++++ Excerpted text
Alaska City Set to Ship Water to India, U.S. Company Announces
S2C Global Systems, a water supply management company, announced last week that within six to eight months it will ship water from Sitka, Alaska to a hub in India. The water will then be distributed via tanker to markets in south and west Asia and the Middle East.
By Brett Walton
Circle of Blue
UPDATE FROM JUNE 2, 2010: Texas-based S2C Global Systems has announced the creation of a water hub at a port on the west coast of India with the potential to distribute billions of gallons of water each year from Sitka, Alaska to markets in India, the Middle East and west Asia, according to a press release on the company’s website.
Sitka, a small town located on Baranof Island off Alaska’s southeast coast, will sell the water to Alaska Resource Management for one penny per gallon. S2C and True Alaska Bottling, which has a contract for the rights to export 2.9 billion gallons (10.9 billion liters) per year from Sitka’s Blue Lake Reservoir, formed Alaska Resource Management LLC to facilitate bulk exportation.
Alaska City Wants to Sell the World a Drink
Public Opinion on Bulk Water Sales
Sitka’s Resource Piggy Bank Is Water
The city will earn $US26 million per year if ARM exports its entire allocation, and more than $US90 million annually if the city can export its maximum water right of 9 billion gallons. That amount of water is enough to meet the annual domestic needs of a city of 500,000 using 50 gallons per person per day.
++++++++
**Tasks to perform**.
• A. In the article on Sitka's water exports, what price per gallon will Sitka charge Alaska Resource Management for its water?
• B. Continue the article on Sitka's water exports, picking up after its last sentence.
++++ Data
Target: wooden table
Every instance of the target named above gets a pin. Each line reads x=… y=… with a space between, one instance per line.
++++++++
++++ Data
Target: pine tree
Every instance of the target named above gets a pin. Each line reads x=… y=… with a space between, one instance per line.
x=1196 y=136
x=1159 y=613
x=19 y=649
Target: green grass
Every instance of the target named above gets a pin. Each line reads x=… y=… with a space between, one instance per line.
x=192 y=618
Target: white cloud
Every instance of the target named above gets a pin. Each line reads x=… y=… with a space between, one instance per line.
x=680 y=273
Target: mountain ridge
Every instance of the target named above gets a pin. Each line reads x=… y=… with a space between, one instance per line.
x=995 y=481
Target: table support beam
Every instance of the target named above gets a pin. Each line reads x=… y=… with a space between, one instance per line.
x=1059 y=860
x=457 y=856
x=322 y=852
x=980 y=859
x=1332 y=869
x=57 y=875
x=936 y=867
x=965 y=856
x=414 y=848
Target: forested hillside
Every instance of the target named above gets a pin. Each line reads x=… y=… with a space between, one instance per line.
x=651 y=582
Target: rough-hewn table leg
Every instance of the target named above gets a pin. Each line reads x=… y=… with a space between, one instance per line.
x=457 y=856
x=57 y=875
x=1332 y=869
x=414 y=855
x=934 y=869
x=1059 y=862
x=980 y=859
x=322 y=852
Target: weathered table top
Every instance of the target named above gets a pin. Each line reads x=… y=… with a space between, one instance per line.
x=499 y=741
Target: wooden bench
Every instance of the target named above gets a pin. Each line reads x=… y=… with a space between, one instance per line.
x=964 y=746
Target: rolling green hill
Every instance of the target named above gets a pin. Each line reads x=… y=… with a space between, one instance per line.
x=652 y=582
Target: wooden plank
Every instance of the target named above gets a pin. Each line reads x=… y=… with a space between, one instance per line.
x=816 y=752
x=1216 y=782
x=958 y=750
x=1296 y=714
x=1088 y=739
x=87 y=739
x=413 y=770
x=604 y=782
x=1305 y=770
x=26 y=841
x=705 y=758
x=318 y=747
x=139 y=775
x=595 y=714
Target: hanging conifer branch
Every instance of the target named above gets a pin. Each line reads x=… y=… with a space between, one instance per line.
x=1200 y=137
++++++++
**Set of answers**.
• A. One penny per gallon.

• B.
This will be the world’s first large-volume exports of water via tanker: companies have tried unsuccessfully for more than two decades to break open the bulk water export market. Past attempts have been thwarted by daunting logistics, concerns about natural resource sovereignty and commodification as well as the availability of cheaper local sources.
With last week’s announcement, S2C appears to have found the right combination of location, infrastructure and pricing to make exports feasible.
S2C will not identify the port’s location “for security reasons,” but Terry Trapp, the chief executive of True Alaska Bottling, told Circle of Blue in an interview in May that the port is south of Mumbai.
When called for more information about the water hub, S2C president Rod Bartlett said that he would not be releasing any details to the media other than what is included in the company’s press releases. True Alaska’s chief executive did not return phone messages before this story was published.
This will be the world’s first large-volume exports of water via tanker: companies have tried unsuccessfully for more than two decades to break open the bulk water export market.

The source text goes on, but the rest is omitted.